• _Task item A_
Retype everything in the COVID-19 immune response abstract from "Methods: We performed" down to "and between patients.", with no changes to any character.
• _Task item B_
Answer from the COVID-19 immune response abstract:
(i) How many hospitalized patients were assessed?
(ii) Which assay was used to apply standardized stimuli to activate immune pathways?
(iii) By what method were immune cell subsets characterized?
• _Task item C_
Carry on the COVID-19 immune response abstract from the point where it stops.

• _Document text_

========================================================================

Background: The immune pathogenesis underlying the diverse clinical course of COVID-19 is poorly understood. Currently, there is an unmet need in daily clinical practice for early biomarkers and improved risk stratification tools to help identify and monitor COVID-19 patients at risk of severe disease.
Methods: We performed longitudinal assessment of stimulated immune responses in 30 patients hospitalized with COVID-19. We used the TruCulture whole-blood ligand-stimulation assay applying standardized stimuli to activate distinct immune pathways, allowing quantification of cytokine responses. We further characterized immune cell subsets by flow cytometry and used this deep immunophenotyping data to map the course of clinical disease within and between patients.

========================================================================

• _Data_
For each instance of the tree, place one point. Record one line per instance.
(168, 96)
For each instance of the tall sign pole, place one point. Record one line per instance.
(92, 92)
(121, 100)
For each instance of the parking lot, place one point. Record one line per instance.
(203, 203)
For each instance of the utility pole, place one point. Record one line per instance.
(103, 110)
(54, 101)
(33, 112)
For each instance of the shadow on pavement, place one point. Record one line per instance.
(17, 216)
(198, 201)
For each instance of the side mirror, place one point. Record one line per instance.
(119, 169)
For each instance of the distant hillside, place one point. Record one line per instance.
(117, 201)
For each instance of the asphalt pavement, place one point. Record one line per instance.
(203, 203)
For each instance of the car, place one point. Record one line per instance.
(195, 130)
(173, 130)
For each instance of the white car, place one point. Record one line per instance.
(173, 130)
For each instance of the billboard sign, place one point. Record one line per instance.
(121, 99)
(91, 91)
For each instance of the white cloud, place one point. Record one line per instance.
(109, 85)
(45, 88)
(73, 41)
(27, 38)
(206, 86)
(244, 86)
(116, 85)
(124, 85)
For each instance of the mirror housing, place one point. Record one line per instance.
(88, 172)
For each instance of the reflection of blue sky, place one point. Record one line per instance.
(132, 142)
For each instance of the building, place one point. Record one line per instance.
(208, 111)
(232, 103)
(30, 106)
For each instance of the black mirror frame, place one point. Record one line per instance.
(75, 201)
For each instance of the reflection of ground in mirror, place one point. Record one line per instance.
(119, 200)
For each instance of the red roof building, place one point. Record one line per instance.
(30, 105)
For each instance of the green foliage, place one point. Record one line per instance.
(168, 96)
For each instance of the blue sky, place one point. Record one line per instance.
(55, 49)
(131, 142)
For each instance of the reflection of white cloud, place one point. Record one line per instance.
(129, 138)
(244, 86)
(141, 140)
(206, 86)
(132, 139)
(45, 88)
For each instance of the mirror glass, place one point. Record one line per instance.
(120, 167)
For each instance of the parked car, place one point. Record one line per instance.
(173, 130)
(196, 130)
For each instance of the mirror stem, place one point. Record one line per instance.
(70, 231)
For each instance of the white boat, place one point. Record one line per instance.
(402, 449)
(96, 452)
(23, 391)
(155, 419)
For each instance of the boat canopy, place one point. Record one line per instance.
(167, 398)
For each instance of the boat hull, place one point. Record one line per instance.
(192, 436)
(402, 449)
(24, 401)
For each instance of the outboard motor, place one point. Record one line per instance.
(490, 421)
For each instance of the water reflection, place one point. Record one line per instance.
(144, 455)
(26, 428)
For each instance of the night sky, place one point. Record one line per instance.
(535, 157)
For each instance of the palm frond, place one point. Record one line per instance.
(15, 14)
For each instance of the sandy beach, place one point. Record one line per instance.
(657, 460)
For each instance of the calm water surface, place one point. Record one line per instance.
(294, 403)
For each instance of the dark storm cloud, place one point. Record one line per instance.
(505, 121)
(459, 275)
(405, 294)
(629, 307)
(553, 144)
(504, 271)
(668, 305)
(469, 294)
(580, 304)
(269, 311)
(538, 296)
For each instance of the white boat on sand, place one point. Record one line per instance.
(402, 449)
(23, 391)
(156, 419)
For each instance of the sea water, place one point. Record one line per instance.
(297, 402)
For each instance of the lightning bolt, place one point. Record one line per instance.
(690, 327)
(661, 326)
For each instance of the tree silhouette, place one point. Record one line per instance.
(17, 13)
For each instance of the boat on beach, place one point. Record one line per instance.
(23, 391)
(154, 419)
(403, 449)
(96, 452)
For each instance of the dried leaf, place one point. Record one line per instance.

========================================================================

• _Answer section A_
Methods: We performed longitudinal assessment of stimulated immune responses in 30 patients hospitalized with COVID-19. We used the TruCulture whole-blood ligand-stimulation assay applying standardized stimuli to activate distinct immune pathways, allowing quantification of cytokine responses. We further characterized immune cell subsets by flow cytometry and used this deep immunophenotyping data to map the course of clinical disease within and between patients.

• _Answer section B_
(i) 30
(ii) The TruCulture whole-blood ligand-stimulation assay
(iii) Flow cytometry

• _Answer section C_
Results: Here we demonstrate impairments in innate immune response pathways at time of COVID-19 hospitalization that are associated with the development of severe disease. We show that these impairments are transient in those discharged from hospital, as illustrated by functional and cellular immune reconstitution. Specifically, we identify lower levels of LPS-stimulated IL-1β, and R848-stimulated IL-12 and IL-17A, at hospital admission to be significantly associated with increasing COVID-19 disease severity during hospitalization. Furthermore, we propose a stimulated immune response signature for predicting risk of developing severe or critical COVID-19 disease at time of hospitalization, to validate in larger cohorts.
Conclusions: We identify early impairments in innate immune responses that are associated with subsequent COVID-19 disease severity. Our findings provide basis for early identification of patients at risk of severe disease which may have significant implications for the early management of patients hospitalized with COVID-19.